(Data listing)
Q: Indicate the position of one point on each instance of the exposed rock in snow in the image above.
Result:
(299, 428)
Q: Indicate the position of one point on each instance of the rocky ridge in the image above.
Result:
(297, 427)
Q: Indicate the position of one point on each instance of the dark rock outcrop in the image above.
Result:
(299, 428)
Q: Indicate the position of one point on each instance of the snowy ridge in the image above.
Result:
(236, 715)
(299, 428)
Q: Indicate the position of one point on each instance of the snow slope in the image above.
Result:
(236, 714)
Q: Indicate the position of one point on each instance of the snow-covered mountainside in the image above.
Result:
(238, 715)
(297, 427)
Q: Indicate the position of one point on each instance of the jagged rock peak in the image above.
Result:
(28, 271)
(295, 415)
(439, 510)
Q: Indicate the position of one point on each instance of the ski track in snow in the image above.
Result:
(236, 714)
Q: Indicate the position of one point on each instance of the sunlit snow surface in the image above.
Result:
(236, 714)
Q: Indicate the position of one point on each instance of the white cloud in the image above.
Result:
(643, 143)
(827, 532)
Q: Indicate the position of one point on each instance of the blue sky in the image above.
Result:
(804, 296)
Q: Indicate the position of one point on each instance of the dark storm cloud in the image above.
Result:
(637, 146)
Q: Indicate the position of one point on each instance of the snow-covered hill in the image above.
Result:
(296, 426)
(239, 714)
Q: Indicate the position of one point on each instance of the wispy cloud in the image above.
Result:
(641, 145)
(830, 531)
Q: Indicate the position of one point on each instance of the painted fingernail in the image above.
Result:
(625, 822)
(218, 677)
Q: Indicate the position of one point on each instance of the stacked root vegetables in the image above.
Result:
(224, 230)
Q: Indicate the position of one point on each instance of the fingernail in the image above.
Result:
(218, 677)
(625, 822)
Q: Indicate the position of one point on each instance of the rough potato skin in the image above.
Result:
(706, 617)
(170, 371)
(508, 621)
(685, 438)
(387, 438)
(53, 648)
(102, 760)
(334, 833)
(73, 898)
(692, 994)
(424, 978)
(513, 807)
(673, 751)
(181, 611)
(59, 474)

• Objective: Rewrite the entries starting with the line that contains "skin in the image above." and going on through the end of the entries, putting "coarse" in place of "rough" and changing nothing else.

• Exercise response:
Q: Indicate the position of one point on each instance of the coarse potato skin in the image above.
Result:
(706, 617)
(170, 371)
(508, 621)
(685, 438)
(387, 438)
(53, 648)
(102, 760)
(334, 833)
(73, 898)
(692, 994)
(424, 978)
(513, 807)
(673, 751)
(181, 611)
(59, 474)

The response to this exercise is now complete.